[YOUR OBJECTIVE] Repeat the lines that follow, leaving nothing out.

── GIVEN ENTRIES

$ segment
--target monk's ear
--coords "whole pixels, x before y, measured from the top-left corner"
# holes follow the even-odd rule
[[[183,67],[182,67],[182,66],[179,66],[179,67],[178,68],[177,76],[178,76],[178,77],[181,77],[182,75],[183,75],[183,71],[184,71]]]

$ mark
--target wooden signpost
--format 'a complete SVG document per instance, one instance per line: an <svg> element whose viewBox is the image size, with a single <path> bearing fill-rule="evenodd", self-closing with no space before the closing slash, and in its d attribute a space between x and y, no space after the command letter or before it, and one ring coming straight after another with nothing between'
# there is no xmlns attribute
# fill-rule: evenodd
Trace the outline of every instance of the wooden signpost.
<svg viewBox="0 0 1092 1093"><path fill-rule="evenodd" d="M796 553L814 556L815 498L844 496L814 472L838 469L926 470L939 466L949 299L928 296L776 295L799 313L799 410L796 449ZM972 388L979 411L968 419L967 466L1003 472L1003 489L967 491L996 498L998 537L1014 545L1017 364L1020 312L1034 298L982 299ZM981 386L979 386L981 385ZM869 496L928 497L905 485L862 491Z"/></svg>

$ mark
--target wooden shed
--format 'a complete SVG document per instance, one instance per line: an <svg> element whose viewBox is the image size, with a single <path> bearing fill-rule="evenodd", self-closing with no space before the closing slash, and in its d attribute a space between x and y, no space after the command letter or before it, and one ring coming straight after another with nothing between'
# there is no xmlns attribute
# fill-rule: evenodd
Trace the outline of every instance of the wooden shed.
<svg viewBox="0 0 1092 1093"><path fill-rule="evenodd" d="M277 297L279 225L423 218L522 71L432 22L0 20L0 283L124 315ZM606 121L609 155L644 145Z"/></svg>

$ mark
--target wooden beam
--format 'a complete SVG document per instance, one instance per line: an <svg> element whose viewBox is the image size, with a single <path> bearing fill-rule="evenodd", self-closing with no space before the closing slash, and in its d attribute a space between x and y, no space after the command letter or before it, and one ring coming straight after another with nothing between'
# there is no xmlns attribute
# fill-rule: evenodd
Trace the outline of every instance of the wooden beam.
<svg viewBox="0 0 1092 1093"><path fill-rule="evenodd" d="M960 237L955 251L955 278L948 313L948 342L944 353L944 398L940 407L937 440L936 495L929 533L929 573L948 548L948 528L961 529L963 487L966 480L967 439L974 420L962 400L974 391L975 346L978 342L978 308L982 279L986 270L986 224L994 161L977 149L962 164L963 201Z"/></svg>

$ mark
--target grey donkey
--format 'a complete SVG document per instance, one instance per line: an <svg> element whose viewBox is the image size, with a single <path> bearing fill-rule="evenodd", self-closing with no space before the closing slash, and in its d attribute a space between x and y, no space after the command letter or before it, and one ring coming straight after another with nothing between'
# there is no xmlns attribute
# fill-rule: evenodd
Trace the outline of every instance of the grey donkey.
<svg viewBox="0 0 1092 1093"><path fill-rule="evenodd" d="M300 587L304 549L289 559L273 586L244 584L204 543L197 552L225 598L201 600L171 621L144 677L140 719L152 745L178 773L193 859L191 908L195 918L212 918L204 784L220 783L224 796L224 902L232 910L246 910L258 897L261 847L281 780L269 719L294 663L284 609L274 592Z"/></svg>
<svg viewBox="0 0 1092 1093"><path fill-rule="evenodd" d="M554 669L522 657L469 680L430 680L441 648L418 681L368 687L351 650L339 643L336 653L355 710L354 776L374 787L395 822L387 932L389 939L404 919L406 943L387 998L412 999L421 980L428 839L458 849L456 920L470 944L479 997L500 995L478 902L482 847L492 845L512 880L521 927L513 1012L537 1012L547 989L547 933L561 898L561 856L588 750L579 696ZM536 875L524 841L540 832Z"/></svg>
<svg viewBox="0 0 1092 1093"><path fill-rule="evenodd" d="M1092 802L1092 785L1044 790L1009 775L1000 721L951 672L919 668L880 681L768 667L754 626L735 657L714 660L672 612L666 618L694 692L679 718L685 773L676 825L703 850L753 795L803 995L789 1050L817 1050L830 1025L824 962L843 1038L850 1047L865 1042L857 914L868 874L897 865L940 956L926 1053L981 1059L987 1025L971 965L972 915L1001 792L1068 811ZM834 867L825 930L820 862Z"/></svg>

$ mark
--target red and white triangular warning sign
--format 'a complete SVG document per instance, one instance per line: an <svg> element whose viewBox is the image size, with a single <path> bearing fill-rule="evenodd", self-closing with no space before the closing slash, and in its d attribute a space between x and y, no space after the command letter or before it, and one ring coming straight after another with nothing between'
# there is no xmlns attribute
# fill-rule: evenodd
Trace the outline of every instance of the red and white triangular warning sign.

────

[RESPONSE]
$ segment
--target monk's ear
--coords "whole pixels, x before y, measured from the top-left corner"
# holes follow the even-odd rule
[[[183,67],[182,67],[182,66],[179,66],[179,67],[178,68],[177,76],[178,76],[178,77],[181,77],[182,75],[183,75],[183,71],[184,71]]]

$ mark
--target wooden signpost
--format 'a complete SVG document per instance, one instance per line: an <svg> element whose viewBox is the image size, with a single <path> bearing fill-rule="evenodd", self-closing with no space before the closing slash, and in its d attribute a space between x and y, no space after the command letter or before it, and one ring coming straight after another with nothing between'
# there is no xmlns attribute
# fill-rule: evenodd
Trace the outline of every instance of the wooden signpost.
<svg viewBox="0 0 1092 1093"><path fill-rule="evenodd" d="M796 553L814 556L815 498L844 496L814 472L838 469L926 470L939 466L949 299L928 296L776 295L799 313L799 410L796 449ZM972 388L979 411L968 419L967 466L1003 472L1003 489L967 491L996 498L998 537L1014 545L1017 364L1020 312L1034 298L982 299ZM981 386L979 386L981 385ZM869 496L928 497L905 485L862 491Z"/></svg>

$ mark
--target wooden shed
--format 'a complete SVG document per instance, one instance per line: an <svg> element whose viewBox is the image size, with a single <path> bearing fill-rule="evenodd", self-closing with no space before the closing slash, and in its d attribute a space between x and y, no space after the command letter or before it, and one ring coming straight after another with nothing between'
# there is no xmlns attribute
# fill-rule: evenodd
Trace the outline of every instance of the wooden shed.
<svg viewBox="0 0 1092 1093"><path fill-rule="evenodd" d="M277 297L279 225L423 218L522 71L432 22L0 20L0 283L124 315ZM606 121L609 155L644 145Z"/></svg>

$ mark
--target wooden beam
--format 'a complete SVG document per instance, one instance per line: an <svg> element whose viewBox is the image size, with a single <path> bearing fill-rule="evenodd", self-closing with no space before the closing slash, and in its d attribute a space between x and y, no space after the command letter or before it, and one ring coming straight after another with nothing between'
# there is no xmlns attribute
# fill-rule: evenodd
Trace the outline of every instance of the wooden beam.
<svg viewBox="0 0 1092 1093"><path fill-rule="evenodd" d="M960 237L955 251L955 278L948 313L948 342L944 353L944 398L940 407L937 440L936 495L929 533L929 573L948 548L948 528L961 529L963 487L966 480L967 439L974 420L962 400L974 391L975 346L978 342L978 308L982 279L986 270L986 224L994 161L977 149L962 164L963 201Z"/></svg>

$ mark
--target grey donkey
--format 'a complete SVG document per instance, one instance per line: an <svg> element whose viewBox is the image size, with a single <path> bearing fill-rule="evenodd", self-closing with no space before the closing slash, and in its d attribute a space between x and y, no space after the command letter or before it, and one ring coming straight after another with nothing between'
# there is no xmlns attribute
# fill-rule: evenodd
Trace the outline of every instance of the grey donkey.
<svg viewBox="0 0 1092 1093"><path fill-rule="evenodd" d="M300 587L304 549L289 559L273 586L244 584L204 543L197 552L225 598L201 600L171 621L144 677L140 719L152 745L178 773L193 859L191 908L195 918L212 918L204 784L220 783L224 796L224 902L232 910L246 910L258 897L261 847L281 780L269 719L294 663L284 609L274 592Z"/></svg>
<svg viewBox="0 0 1092 1093"><path fill-rule="evenodd" d="M554 669L522 657L469 680L430 680L441 648L418 681L368 687L351 650L339 643L336 653L355 710L354 776L374 787L395 822L387 932L389 939L404 919L406 943L387 998L412 999L421 980L428 839L458 849L456 920L470 944L479 997L500 995L478 902L482 847L492 845L512 880L521 927L513 1012L537 1012L547 989L547 933L561 898L561 856L588 750L579 696ZM536 875L524 841L540 832Z"/></svg>
<svg viewBox="0 0 1092 1093"><path fill-rule="evenodd" d="M1092 802L1092 785L1044 790L1009 775L1000 721L951 672L919 668L880 681L768 667L754 626L735 657L714 660L672 612L666 618L694 692L679 718L685 773L676 825L703 850L753 795L803 995L789 1050L817 1050L830 1025L824 962L843 1038L850 1047L865 1042L857 914L868 874L897 865L940 956L926 1053L981 1059L987 1025L971 965L972 915L1001 792L1068 811ZM834 867L825 930L820 862Z"/></svg>

$ mark
--target red and white triangular warning sign
--format 'a complete SVG document per instance, one instance per line: an <svg> element whose viewBox is the image size, with a single <path> bearing fill-rule="evenodd", self-closing with no space before the closing slash, and in its d attribute a space between x and y, no space after the command letter or before it, and one ring coming straight after another with nothing between'
# there is no xmlns attribute
# fill-rule: evenodd
Trace the outline of every instance of the red and white triangular warning sign.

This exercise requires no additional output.